--- Document extract ---
*** Block opens ***

As clinicians and public health officials advocate for universal screening for new HIV infections, a crucial setting for such practice has been overlooked: pediatric emergency departments (EDs).
In a retrospective review of confirmed, positive HIV tests in adolescents and young adults, investigators from a series of Dallas-based medical centers have found that missed HIV screening opportunities are more common in pediatric EDs without a universal screening programs than adult EDs with an actual program.
The data, presented at the 2018 IDWeek Annual Meeting in San Francisco, CA, implies a previously unknown issue in early HIV prevention.
Led by Zachary Most, MD, of the Pediatric Infectious Disease department at the University of Texas Southwestern Medical Center, the team collected data on HIV-positive diagnoses in adolescent patients at Children’s Medical Center Dallas (CMC) and Parkland Hospital (PH). CMC represented a pediatric hospital without universal screening, whereas PH represented an adult hospital with universal screening.
Patients were 13-21 years old, with no prior HIV diagnosis. Investigators quantified inpatient, outpatient, and ED encounters at CMC and PH following each patient’s 13th birthday and before their HIV diagnosis.
Missed opportunity encounters (MOE) were defined as any encounter not involving an HIV screen to have occurred within 3 months of their most recent negative HIV screen, and any time before their positive HIV diagnosis. Investigators set 13 years as their youngest patient age because it is the earliest age the US Centers for Disease Control and Prevention (CDC) recommends HIV screening.
Of the 204 patients to meet inclusion criteria, 140 (69%) were male, 155 (76%) were black, and 87 (43%) were followed by CMC. Investigators tallied 412 total encounters (2.02 encounters per patient), with 284 (68.9%; 1.39 per patient) identified as MOE. At least 1 MOE was reported for 72 patients.
MOE was a particularly bigger issue at CMC—the medical center had 6.7 MOEs for every new HIV adolescent diagnosis, while the PH ED reported just 0.9 EOD per diagnosis (P < .01). Patients identified through CMC were also younger ( mean age 16.1 vs 18.8), and reported greater CD4 counts (449 cells/m3 vs 337 cells/m3) than those at PH ED. Just 1 patient was identified with AIDS at CMC, however, and 3 were identified at PH.
Overall, CMC reported 129 MOEs among 23 patients, and PH reported 42 MOEs among 41 patients. The majority of MOEs were reported in outpatient facilities at both CMC (64.8%) and PH (62.7%).

*** Block closes ***

--- Source material ---

*** Block opens ***

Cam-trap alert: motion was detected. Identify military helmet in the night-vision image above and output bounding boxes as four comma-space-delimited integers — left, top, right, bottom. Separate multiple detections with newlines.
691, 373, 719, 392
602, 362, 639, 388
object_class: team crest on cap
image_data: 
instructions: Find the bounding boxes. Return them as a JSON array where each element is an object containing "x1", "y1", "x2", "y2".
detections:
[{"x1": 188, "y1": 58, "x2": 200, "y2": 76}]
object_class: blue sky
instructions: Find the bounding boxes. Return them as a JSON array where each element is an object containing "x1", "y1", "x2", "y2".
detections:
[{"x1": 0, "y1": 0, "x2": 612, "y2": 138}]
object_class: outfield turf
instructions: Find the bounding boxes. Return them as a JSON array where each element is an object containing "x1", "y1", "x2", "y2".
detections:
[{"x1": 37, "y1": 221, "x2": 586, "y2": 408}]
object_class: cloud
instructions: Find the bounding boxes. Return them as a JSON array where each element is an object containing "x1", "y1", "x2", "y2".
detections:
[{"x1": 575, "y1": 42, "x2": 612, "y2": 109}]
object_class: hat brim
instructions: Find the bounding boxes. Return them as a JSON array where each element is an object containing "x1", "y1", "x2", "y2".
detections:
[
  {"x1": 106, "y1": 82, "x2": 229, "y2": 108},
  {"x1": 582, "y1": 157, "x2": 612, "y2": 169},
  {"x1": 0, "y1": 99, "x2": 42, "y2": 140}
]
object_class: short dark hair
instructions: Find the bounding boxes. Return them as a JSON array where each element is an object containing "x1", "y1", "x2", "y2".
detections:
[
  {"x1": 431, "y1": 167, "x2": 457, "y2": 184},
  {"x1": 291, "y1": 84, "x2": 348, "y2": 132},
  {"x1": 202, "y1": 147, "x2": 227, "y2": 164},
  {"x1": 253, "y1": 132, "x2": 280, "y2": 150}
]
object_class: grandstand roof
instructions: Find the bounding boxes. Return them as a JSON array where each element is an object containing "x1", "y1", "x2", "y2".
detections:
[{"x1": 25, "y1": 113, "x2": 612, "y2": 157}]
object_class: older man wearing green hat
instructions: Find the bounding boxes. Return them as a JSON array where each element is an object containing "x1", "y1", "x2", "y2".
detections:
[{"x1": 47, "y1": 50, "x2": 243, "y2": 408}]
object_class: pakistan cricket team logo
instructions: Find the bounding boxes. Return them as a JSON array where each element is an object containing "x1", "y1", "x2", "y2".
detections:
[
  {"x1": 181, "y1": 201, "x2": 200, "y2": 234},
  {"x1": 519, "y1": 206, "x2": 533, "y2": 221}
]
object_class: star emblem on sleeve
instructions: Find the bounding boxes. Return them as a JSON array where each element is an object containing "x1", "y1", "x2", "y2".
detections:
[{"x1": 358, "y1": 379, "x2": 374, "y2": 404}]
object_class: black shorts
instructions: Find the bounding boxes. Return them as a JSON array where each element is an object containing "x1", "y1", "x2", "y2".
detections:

*** Block closes ***

--- Exercise ---
Translate this sentence from the HIV screening report into Spanish: "Patients were 13-21 years old, with no prior HIV diagnosis." The items are not used in any task here.

--- The completed task ---
Los pacientes tenían entre 13 y 21 años y no contaban con un diagnóstico previo de VIH.